## EXERCISE INSTRUCTIONS
Gather every line in the data below that contains the string "positive", and copy each such line in full.

*** SUPPLIED INFORMATION

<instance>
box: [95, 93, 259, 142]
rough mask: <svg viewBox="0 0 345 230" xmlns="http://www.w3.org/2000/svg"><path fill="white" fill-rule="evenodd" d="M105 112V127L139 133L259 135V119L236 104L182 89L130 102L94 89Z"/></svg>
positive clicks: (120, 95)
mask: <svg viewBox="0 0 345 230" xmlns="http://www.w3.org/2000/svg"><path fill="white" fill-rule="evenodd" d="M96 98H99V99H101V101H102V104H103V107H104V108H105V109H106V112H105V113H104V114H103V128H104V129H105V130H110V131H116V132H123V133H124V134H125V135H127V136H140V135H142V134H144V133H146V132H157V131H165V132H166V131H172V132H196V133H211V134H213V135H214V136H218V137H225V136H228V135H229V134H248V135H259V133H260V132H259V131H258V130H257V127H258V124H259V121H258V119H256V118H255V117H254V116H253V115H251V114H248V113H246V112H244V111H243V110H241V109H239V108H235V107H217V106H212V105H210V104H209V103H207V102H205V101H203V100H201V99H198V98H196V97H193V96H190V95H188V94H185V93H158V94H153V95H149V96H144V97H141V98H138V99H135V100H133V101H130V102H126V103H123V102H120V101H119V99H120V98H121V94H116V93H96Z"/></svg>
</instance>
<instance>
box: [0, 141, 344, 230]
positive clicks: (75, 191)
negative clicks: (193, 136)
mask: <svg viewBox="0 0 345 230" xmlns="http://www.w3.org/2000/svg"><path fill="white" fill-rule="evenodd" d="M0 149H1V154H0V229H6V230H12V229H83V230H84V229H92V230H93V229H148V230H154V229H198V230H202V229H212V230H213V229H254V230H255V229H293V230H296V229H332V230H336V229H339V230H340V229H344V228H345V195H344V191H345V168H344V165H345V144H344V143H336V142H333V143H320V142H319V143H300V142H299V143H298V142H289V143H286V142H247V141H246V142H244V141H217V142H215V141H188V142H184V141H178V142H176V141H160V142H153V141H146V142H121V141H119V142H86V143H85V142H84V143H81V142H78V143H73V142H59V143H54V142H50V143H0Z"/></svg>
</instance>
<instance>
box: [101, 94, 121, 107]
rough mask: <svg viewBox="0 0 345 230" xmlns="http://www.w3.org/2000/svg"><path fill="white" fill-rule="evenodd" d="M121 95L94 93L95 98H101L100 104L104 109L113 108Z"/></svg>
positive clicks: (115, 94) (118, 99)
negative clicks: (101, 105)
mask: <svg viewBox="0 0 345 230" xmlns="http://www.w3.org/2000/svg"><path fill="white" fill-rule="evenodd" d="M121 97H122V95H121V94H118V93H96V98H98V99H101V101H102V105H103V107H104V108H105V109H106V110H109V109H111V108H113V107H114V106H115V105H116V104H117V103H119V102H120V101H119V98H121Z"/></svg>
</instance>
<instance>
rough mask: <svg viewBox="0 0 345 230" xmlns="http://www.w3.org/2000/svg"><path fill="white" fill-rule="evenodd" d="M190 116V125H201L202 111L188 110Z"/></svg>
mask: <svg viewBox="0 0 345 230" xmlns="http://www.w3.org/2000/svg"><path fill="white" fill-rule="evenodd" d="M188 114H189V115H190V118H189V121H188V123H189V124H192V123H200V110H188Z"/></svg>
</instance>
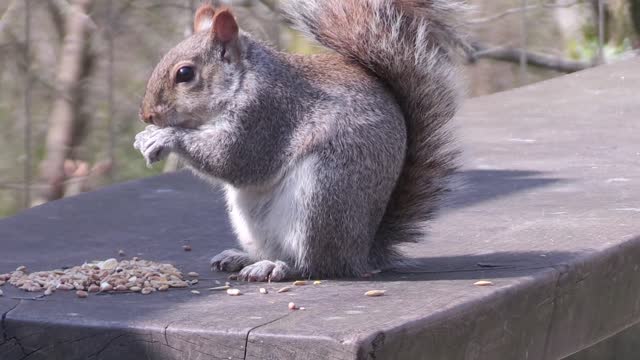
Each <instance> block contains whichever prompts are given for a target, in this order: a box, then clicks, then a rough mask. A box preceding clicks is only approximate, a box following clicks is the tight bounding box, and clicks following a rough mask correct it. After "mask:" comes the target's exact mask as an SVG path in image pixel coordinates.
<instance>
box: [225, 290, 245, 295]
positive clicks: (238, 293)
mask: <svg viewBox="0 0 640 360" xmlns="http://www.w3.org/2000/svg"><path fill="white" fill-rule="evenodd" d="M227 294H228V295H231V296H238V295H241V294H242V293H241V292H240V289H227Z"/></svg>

******
*** SUPPLIED INFORMATION

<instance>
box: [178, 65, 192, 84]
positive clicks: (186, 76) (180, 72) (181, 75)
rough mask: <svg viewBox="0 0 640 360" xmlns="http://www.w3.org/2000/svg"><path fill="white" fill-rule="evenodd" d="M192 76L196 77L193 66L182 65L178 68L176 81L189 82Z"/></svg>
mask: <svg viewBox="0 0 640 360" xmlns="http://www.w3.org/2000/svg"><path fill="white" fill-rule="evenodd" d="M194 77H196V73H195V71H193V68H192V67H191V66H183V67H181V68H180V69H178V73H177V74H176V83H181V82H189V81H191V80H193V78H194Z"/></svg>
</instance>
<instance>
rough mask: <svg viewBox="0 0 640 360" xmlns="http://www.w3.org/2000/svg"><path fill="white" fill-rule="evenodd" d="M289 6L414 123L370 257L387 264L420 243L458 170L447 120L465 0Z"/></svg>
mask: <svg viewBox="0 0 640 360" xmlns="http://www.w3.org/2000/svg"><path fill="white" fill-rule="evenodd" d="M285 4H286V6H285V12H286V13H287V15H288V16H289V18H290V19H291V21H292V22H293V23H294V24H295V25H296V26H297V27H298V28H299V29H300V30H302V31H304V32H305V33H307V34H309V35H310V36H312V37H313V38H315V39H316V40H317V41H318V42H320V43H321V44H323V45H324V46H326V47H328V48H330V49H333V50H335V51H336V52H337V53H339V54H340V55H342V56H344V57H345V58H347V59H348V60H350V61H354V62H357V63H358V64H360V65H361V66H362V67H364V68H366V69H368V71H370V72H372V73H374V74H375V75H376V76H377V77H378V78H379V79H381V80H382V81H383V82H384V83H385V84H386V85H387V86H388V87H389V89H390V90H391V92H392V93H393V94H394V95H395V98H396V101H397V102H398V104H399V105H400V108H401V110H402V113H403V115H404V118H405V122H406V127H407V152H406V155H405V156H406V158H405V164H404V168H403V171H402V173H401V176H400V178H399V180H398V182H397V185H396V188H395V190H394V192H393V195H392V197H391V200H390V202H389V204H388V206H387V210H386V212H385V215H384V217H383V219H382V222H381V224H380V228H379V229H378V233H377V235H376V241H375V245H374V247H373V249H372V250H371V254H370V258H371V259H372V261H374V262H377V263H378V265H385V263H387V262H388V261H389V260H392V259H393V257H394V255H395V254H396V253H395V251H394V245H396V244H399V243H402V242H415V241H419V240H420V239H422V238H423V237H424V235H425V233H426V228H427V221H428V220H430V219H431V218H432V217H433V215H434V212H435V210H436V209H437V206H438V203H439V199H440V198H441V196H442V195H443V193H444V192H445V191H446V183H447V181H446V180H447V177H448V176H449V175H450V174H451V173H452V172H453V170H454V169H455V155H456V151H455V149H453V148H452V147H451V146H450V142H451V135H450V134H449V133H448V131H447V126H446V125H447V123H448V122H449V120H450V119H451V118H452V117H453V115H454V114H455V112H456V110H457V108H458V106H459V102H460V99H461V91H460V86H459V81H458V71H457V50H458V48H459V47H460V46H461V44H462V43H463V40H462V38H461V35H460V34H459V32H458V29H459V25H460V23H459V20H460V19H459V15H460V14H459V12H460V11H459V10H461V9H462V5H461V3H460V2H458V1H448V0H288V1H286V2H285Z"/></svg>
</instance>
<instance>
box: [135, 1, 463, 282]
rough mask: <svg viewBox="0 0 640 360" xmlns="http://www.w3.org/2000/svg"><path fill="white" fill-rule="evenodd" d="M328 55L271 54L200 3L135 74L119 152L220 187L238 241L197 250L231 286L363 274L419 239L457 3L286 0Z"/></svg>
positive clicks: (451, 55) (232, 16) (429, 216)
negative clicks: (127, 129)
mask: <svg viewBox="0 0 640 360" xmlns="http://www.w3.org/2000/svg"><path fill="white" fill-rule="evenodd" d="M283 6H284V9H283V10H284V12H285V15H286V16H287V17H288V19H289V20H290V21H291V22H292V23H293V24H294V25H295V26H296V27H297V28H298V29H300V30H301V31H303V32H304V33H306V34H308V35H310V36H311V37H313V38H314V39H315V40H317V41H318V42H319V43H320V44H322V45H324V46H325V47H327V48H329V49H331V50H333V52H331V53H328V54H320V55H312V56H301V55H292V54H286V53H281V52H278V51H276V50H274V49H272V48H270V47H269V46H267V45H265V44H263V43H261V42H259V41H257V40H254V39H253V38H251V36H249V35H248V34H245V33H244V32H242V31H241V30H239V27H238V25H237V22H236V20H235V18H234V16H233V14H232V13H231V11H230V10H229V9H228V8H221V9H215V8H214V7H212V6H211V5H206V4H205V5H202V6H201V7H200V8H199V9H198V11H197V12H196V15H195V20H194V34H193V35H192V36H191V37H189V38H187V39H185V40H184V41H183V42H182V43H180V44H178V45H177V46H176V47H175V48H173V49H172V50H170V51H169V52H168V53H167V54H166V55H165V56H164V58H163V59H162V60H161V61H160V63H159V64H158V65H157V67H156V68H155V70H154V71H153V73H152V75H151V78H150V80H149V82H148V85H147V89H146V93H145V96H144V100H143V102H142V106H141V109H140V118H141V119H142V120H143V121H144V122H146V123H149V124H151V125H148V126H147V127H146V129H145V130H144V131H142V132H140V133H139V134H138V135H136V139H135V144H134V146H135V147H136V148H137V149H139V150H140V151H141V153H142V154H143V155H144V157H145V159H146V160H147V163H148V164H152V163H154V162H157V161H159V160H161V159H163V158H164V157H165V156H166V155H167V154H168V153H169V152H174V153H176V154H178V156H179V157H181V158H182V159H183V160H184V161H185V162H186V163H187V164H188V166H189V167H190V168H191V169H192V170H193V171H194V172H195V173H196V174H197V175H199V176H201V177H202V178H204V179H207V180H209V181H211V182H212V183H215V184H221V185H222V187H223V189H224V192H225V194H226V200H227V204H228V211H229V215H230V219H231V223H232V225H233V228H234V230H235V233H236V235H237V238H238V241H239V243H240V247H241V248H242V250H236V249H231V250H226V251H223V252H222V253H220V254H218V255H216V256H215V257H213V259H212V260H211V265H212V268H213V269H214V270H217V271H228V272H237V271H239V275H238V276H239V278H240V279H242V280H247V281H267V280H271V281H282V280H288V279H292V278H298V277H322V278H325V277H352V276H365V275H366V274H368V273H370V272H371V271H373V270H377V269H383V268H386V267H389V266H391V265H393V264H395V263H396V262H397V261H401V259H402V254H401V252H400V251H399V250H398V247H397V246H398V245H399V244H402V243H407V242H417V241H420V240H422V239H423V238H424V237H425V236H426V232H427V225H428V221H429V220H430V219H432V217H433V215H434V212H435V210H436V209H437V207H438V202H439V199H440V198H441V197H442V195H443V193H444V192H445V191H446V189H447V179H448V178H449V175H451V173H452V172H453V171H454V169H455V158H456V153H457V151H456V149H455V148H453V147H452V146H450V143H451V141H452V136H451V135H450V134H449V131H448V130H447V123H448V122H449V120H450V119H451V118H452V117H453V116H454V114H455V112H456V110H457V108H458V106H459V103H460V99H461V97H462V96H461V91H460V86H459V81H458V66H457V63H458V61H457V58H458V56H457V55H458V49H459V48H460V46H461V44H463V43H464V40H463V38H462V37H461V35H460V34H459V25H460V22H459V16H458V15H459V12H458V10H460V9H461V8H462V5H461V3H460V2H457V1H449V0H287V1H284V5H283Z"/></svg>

******

## RESPONSE TO THE EXERCISE
positive clicks: (120, 95)
positive clicks: (75, 191)
positive clicks: (115, 94) (118, 99)
positive clicks: (238, 293)
positive clicks: (186, 76) (180, 72) (181, 75)
positive clicks: (451, 55) (232, 16) (429, 216)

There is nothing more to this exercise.